● What you have to do
The answer must consist of every line below that contains the word "berries".

● Data shown
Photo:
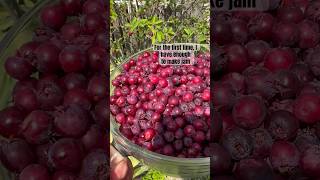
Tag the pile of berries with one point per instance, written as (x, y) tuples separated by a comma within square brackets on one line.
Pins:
[(55, 126), (266, 93), (164, 108)]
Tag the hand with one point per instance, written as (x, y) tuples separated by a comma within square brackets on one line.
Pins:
[(121, 167)]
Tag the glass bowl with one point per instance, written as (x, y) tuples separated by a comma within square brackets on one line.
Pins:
[(19, 33), (172, 166)]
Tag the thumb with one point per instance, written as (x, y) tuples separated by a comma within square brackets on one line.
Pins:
[(121, 167)]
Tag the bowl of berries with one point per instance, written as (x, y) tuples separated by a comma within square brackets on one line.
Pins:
[(53, 93), (160, 114)]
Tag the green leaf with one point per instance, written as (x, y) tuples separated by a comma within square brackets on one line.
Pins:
[(160, 36), (6, 22), (154, 175), (140, 171), (28, 3)]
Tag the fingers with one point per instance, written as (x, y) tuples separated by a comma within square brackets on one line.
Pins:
[(121, 167)]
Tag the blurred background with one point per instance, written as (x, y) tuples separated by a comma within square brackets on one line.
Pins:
[(135, 25), (11, 10)]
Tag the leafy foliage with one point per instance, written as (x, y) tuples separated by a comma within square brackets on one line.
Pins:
[(136, 25)]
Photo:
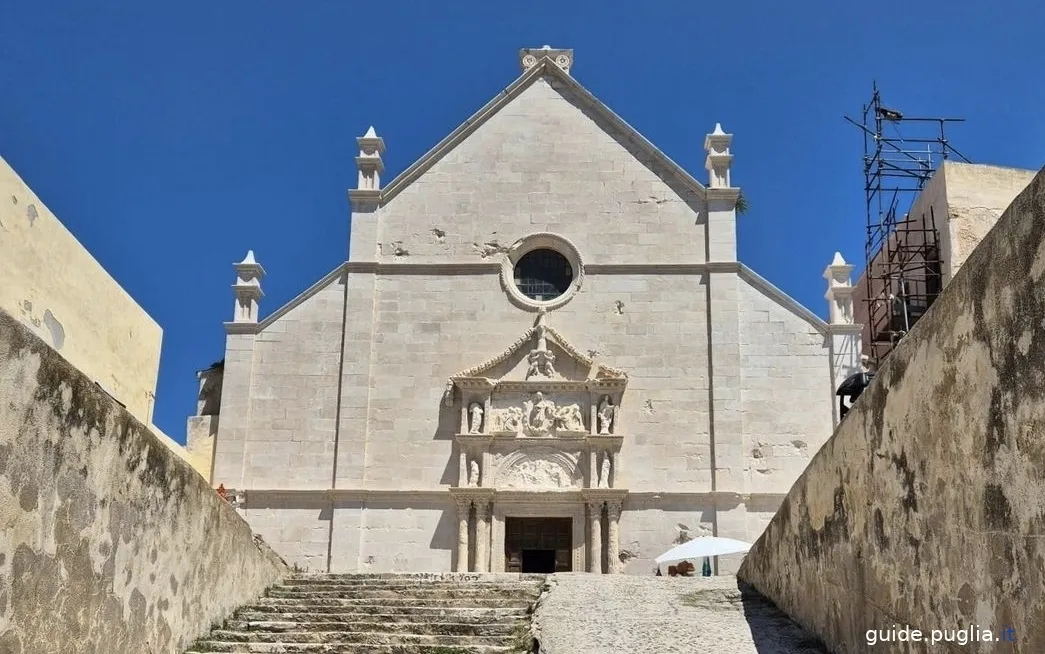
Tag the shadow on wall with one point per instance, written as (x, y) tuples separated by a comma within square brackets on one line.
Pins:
[(772, 631), (924, 507)]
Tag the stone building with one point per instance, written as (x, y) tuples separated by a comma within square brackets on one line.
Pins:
[(50, 283), (541, 354), (957, 207)]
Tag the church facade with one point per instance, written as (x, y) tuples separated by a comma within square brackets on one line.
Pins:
[(541, 354)]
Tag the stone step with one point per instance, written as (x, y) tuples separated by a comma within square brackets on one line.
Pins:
[(432, 627), (411, 587), (447, 592), (223, 640), (358, 649), (381, 613), (317, 604), (417, 577)]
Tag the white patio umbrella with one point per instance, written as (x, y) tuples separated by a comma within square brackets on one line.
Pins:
[(703, 546)]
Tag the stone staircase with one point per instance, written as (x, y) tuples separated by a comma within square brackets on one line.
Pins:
[(442, 613)]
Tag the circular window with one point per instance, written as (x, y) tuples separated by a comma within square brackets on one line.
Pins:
[(541, 271), (543, 275)]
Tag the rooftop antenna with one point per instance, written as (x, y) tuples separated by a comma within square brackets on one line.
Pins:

● Answer box
Tag the pile of berries with one point per instance, written as (x, y) tuples separated by a comma within square brackets on one line.
Tag the bowl of berries with one point per instance, written as (x, y) tuples separated by a comma within square brackets on one line.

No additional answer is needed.